▶ [SHORT EXERCISE]: Copy out every one of the lines below word for word, and leave the pictures out of your answer.

▶ [INPUT DATA]:
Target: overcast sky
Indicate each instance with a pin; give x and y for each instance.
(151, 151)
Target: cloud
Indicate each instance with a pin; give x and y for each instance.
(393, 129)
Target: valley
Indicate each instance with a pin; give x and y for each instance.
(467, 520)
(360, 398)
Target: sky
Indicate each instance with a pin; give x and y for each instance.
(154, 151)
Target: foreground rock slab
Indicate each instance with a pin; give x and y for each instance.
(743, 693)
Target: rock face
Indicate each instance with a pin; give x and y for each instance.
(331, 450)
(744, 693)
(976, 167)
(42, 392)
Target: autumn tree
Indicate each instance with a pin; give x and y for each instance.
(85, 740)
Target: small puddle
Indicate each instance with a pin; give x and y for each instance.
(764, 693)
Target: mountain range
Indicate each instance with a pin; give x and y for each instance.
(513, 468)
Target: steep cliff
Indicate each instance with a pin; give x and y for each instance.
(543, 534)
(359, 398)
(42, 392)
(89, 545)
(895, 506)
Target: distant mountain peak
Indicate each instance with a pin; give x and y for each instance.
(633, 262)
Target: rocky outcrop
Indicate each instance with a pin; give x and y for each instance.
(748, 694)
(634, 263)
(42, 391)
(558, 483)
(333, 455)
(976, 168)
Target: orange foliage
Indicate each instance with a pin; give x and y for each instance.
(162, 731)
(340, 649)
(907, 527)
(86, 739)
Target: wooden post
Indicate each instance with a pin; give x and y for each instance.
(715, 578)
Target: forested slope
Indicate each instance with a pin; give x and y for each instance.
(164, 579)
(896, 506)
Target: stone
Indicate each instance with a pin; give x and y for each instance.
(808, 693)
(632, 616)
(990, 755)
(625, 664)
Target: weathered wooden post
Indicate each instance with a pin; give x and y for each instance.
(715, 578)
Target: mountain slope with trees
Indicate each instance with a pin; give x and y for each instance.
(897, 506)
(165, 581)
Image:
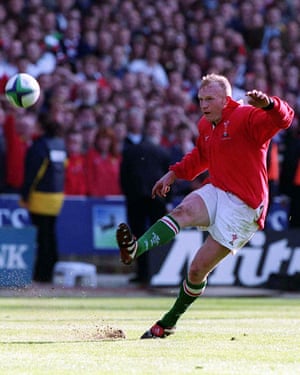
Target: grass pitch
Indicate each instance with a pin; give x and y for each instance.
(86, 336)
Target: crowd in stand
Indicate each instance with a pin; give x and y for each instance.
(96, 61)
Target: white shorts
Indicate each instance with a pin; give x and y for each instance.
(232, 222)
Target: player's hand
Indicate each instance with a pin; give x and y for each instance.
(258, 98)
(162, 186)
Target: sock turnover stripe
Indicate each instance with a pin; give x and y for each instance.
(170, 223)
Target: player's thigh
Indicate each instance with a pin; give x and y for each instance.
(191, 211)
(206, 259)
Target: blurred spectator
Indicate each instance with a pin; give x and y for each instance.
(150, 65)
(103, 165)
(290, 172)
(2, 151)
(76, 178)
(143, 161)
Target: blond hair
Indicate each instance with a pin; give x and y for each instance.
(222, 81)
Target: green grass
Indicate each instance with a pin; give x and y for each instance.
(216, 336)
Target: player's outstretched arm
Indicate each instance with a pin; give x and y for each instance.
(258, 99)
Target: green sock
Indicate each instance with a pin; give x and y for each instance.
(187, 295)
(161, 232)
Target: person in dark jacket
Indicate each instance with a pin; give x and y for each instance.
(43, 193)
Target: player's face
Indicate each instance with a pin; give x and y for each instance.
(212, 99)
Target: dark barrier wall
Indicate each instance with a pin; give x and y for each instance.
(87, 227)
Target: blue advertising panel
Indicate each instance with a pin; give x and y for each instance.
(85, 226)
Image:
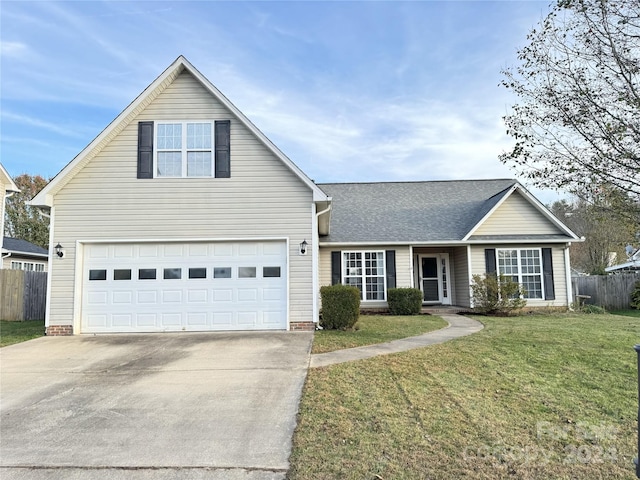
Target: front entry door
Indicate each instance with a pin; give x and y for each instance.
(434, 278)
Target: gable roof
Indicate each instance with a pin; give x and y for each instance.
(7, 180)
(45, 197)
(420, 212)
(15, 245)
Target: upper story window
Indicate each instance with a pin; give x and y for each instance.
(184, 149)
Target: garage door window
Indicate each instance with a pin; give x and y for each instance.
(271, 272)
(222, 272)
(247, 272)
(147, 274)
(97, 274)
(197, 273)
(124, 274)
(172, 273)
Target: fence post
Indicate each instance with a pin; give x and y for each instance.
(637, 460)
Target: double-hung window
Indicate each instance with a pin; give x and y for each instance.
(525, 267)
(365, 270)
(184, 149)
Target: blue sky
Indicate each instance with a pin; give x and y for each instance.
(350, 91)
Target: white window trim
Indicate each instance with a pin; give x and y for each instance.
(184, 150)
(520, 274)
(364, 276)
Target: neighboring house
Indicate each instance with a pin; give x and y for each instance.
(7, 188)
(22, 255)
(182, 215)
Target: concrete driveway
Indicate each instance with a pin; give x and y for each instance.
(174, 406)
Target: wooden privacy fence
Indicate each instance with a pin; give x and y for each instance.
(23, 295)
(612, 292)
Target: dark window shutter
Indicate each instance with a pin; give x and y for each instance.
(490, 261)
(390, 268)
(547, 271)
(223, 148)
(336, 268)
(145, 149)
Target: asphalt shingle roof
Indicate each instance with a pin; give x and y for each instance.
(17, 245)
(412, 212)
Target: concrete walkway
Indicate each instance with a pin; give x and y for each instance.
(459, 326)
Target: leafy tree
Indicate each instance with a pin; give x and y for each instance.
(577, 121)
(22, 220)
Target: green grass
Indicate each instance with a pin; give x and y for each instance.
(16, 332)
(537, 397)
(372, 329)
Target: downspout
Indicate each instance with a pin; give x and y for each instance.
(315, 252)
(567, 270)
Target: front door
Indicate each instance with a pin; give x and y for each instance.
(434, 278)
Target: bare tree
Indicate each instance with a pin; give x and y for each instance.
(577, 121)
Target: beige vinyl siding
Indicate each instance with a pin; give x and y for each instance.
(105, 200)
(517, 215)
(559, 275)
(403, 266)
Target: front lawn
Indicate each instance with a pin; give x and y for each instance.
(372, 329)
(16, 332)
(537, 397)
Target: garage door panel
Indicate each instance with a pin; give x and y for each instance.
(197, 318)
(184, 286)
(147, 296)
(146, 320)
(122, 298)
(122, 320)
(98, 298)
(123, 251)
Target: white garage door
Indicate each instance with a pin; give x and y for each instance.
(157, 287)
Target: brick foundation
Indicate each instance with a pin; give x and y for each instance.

▶ [SOLUTION TO THE PROBLEM]:
Target: overcast sky
Indicate each instance with a pin; give x and y for each instance.
(151, 151)
Target: cloud
Indicate each instance with a pin; give x and y for each instance.
(393, 129)
Target: valley
Indicate each instance with a pin; give x and y for each instance.
(467, 520)
(360, 398)
Target: sky
Indicate each instance with a pin; give x and y for each instance.
(154, 151)
Target: foreground rock slab
Indicate each instance with a pin; give x and y for each instance.
(743, 693)
Target: rock face
Indicate each instance with a pin; give x and y for each instance.
(331, 450)
(744, 693)
(976, 167)
(42, 392)
Target: autumn tree
Indicate each instance with a pin; give x and y for each instance.
(85, 740)
Target: small puddle
Indicate each instance with a pin; give x and y for each instance.
(764, 693)
Target: mountain range
Indicate each instance with a pin; give x and y for each instance.
(513, 468)
Target: steep cliff
Indicate each instance with a pin; give x and y for each instance.
(543, 534)
(359, 398)
(42, 392)
(89, 545)
(895, 506)
Target: distant mountain peak
Indicate each instance with a pin; give x and y for each instance.
(633, 262)
Target: rocky outcrop
Indicate each instance with a pin; give x and y for each instance.
(748, 694)
(634, 263)
(42, 391)
(558, 483)
(333, 455)
(976, 168)
Target: orange foliage
Indicate each instance with a pin; give x and y for each instance.
(162, 731)
(340, 649)
(907, 527)
(86, 739)
Target: wooden post
Indicate each instance with a pin; give x and y for each instance.
(715, 578)
Target: forested slope
Indicate each instance with a pin; give x and y for each instance.
(164, 579)
(896, 506)
Target: stone
Indicate each instance with a pin; give x and y for each instance.
(808, 693)
(632, 616)
(990, 755)
(625, 664)
Target: weathered wooden post
Indicate each instance with a pin; give x and y for each instance.
(715, 578)
Target: mountain slope with trees
Indicate each instance with a pin; give x and y for each instance.
(897, 506)
(165, 581)
Image:
Target: grass pitch
Indicate each instance with a pin; give x and y for each instance.
(86, 336)
Target: crowd in stand
Indicate each instance with a pin; give x and y for each instance.
(96, 61)
Target: white shorts
Indicate each instance with a pin; give x and y for each instance.
(232, 222)
Target: player's hand
Indicate each instance with a pin; give x and y for each instance.
(258, 98)
(162, 186)
Target: sock turnover stripe
Indicate each instance with a pin; give x and y for each instance.
(170, 223)
Target: player's thigh
Indicate each instance with a pin; give x and y for each instance.
(191, 211)
(206, 259)
Target: blurred spectator
Indicate each instance with a pin; give x and y for each instance.
(150, 65)
(103, 165)
(290, 172)
(2, 151)
(76, 178)
(143, 161)
Target: blond hair
Indicate each instance with a pin; give x and y for each instance.
(222, 81)
Target: green grass
Indicate each instance with a pin; give x and y for each instance.
(216, 336)
Target: player's outstretched arm
Indicate each instance with a pin; give x and y for each instance.
(258, 99)
Target: green sock
Indicate each instance with a pin; give x and y for each instance.
(187, 295)
(161, 232)
Target: person in dark jacket
Indicate each instance with a pin; give x and y for each instance.
(43, 193)
Target: player's face
Indicate each instance with a pin; give x and y for each instance.
(212, 99)
Target: dark barrier wall
Indicate each instance with a pin; give x and y for each instance.
(87, 227)
Target: blue advertising panel
Indicate each instance with a pin; give x and y for each instance.
(85, 226)
Image:
Target: front entry door
Indicate each instance with a pin; give x and y for each instance.
(434, 278)
Target: gable roof
Indicate each instance with a pin; give x and y for each instance.
(7, 180)
(45, 197)
(420, 212)
(15, 245)
Target: upper story window
Indicate each instance with a pin; give x and y for each instance.
(184, 149)
Target: garage door window
Indicate each instance with a pin; give x and y for each instance.
(271, 272)
(222, 272)
(247, 272)
(147, 274)
(97, 274)
(197, 273)
(124, 274)
(172, 273)
Target: fence post
Indicate each instance with a pin; give x and y for each instance.
(637, 460)
Target: double-hung window
Indicate each instance with a pin; give x and y for each instance.
(525, 267)
(365, 270)
(184, 149)
Target: blue sky
Indicate each instance with a pin; give x and y for each instance.
(350, 91)
Target: white window trim
Indicate each instance with a pin; give x and y for each instance.
(184, 150)
(520, 274)
(364, 276)
Target: neighboring house
Indicate each instance with a pin; give x and y for each instance.
(7, 188)
(22, 255)
(182, 215)
Target: concrete driveway
Indicate each instance with a pin; give x and y for each instance.
(174, 406)
Target: wooden privacy fence
Indicate each instance with a pin; give x and y for each instance.
(23, 295)
(612, 292)
Target: dark window shutter
Indicate each instance with a pin; give x and y for each instance.
(490, 261)
(390, 268)
(547, 271)
(223, 148)
(336, 268)
(145, 149)
Target: asphalt shingle roof
Indicate each instance with a pin; give x and y for each instance.
(17, 245)
(412, 212)
Target: concrete walkway
Indicate each instance with a pin; give x and y for each instance.
(459, 326)
Target: leafy tree
Indicate each instance with a pin; give x and y for each instance.
(577, 121)
(22, 220)
Target: green grass
Indicate each instance with a pin; give x and y for each instance.
(16, 332)
(537, 397)
(372, 329)
Target: downspout
Indicate each instance with a pin; give x and y for each instance.
(315, 252)
(567, 270)
Target: front door
Indicate each instance with a pin; give x and y for each instance.
(434, 278)
Target: bare tree
Indicate each instance with a pin; give x and y for each instance.
(577, 121)
Target: beige vinyl siding
Indicate each instance with a pin; give x and y for each instance.
(105, 200)
(517, 215)
(559, 275)
(403, 266)
Target: front lawn
Indicate each instance with a pin; give x and y for each instance.
(372, 329)
(16, 332)
(537, 397)
Target: garage door panel
Indicate each instance with a pin; give x and y for each instance.
(197, 318)
(184, 286)
(147, 296)
(146, 320)
(122, 298)
(122, 320)
(98, 298)
(123, 251)
Target: white garage door
Indicate each instance with a pin; give x and y for each instance.
(157, 287)
Target: brick foundation
Indicate each instance with a pin; give x and y for each instance.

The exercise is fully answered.